Die Wahrheit in der Lüge.

Claude Sautets neuer Film „Nelly und Monsieur Arnaud”, ein diskretes Fest für zwei, drei Schauspieler.

Wie Sie sehen, sehen Sie nichts. Was in diesem Film passiert, passiert nicht auf der Leinwand. Die aufgeworfenen Fragen werden nicht beantwortet, die Erregungen nicht beruhigt. Am Schluß sind wir nicht klüger als vorher — sieht man davon ab, daß wir mit besseren Fragen ausgestattet sind. Von Action keine Rede. Trotzdem hat man nach dem Film das Gefühl, einigen der gewöhnlich verborgenen Räder des Getriebes, das wir Leben nennen, beim Arbeiten zugesehen zu haben. Der Film hinterläßst eine seltsame Sattheit, das Gefühl eines Privilegs. Wieso?

Nicht nur wegen des optisch-geistigen Genußes in diesem typischen Sautet-Seelenpsychogramm: mit glänzenden Schauspielern und einem präzisen Co-Autor (wie oft: Jacques Fieschi). Sondern auch, weil hier nirgendwo richtig zur Grenze gegangen wird. Kräfte zwischen Menschen werden aufgebaut, Physiognomien ausgestellt, und dann sehen wir diese Gesichter sich verbergen. Sehen die Körper kurz vor der Handlung, auf die sie zusteuern, Halt machen. Sehen die ständige Beherrschung in den Zügen, die Grenze auf ihrer Haut, in ihren Konturen. Was Männer und Frauen zueinandertreibt, glauben wir zu wissen. Ihre Unterschiedenheit nährt den Eros zwischen ihnen.

Was aber treibt hier alte Männer und junge Frauen zueinander? Wieso kann man überall in Cafès, zumindest in Paris, diese Art Paar zusammen sehen? Worin liegt die seltsame Art Glück, die beide daraus ziehen? Dies ist die Frage, die den Regisseur Claude Sautet, wie er sagt, seit seiner Jugend verfolgt. Und er wird nur dann eine gute Art Film daraus gemacht haben, wenn er das Geheimnis nicht klärt, sondern zeigt. Er hat einen guten Film daraus gemacht.

Das Rätsel erhält Konturen. Emmanuelle Béart ist vielleicht die einzig angemessene Besetzung für so eine Rolle: perfekt Frau, sich nicht hinter Mädchenhaftigkeit verbergend (wie beispielsweise Huppert) und dennoch mit sämtlichen Nuancen und Tabuzonen eines jungen Mädchens ausgestattet: kaum eine Schauspielerin beherrscht diese Kombination mit solchem Ernst. Claude Sautet („Ich selbst wäre lieber eine Frau geworden”) macht aus ihr jene „französische Frau”, die Regis Wargnier vergeblich suchte. Michel Serrault wiederum, eigentlich Komiker, spielt hier zunächst ein weißes Blatt Papier.

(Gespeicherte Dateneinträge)
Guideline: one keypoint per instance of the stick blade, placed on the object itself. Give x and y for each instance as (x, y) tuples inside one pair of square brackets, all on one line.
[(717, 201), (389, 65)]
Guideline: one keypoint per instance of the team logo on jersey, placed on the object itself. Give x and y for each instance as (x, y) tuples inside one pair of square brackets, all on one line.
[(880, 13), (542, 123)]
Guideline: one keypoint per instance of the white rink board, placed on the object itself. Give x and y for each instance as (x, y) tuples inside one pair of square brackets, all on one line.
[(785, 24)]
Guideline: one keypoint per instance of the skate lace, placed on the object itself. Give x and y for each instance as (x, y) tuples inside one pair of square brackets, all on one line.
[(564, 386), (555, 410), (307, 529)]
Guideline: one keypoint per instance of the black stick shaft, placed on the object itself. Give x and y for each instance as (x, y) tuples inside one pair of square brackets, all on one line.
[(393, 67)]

ARBEITSAUFTRAG A: Übersetzen Sie aus der Filmkritik den Satz „Was in diesem Film passiert, passiert nicht auf der Leinwand.“ ins Englische.
ARBEITSAUFTRAG B: Geben Sie aus der Filmkritik den Abschnitt von „Was aber treibt“ bis „Film daraus gemacht.“ wortgetreu wieder.
ARBEITSAUFTRAG C: Setzen Sie die Filmkritik zu „Nelly und Monsieur Arnaud“ im Anschluss an ihren letzten Satz fort.
Die Dateneinträge stammen aus einer anderen Quelle als die Filmkritik.

ANTWORTBEREICH A: What happens in this film does not happen on the screen.

ANTWORTBEREICH B:
Was aber treibt hier alte Männer und junge Frauen zueinander? Wieso kann man überall in Cafès, zumindest in Paris, diese Art Paar zusammen sehen? Worin liegt die seltsame Art Glück, die beide daraus ziehen? Dies ist die Frage, die den Regisseur Claude Sautet, wie er sagt, seit seiner Jugend verfolgt. Und er wird nur dann eine gute Art Film daraus gemacht haben, wenn er das Geheimnis nicht klärt, sondern zeigt. Er hat einen guten Film daraus gemacht.

ANTWORTBEREICH C:
Sein Arnaud ist ein milder Grandseigneur Anfang Siebzig, der von seiner Frau getrennt lebt und reifen Freundinnen ein Seelenfreund ist. Nelly (Béart) trifft ihn in Begleitung ihrer Freundin. „Sie läßt mich freundlicherweise an ihren Problemen teilhaben”, sagt Arnaud. Nellys Probleme wiederum sind schlicht, Geldmangel und die bevorstehende Scheidung von einem Künstler, der die Tage im Bett verbringt, während sie Baguettes verkauft.

Arnaud bietet der jungen Frau den Job an, seine Memoiren zu tippen. Beide werden Zeuge einiger Rätsel und Inkohärenzen des Gegenübers. Beide werden einander offen ins Gesicht lügen. Beide werden das wissen und daraus eine gewisse selbstquälerische Lust ziehen. Bald hat sie einen neuen Lover (Jean-Hugues Anglade), und Arnaud — doch nehmen wir nichts vorweg.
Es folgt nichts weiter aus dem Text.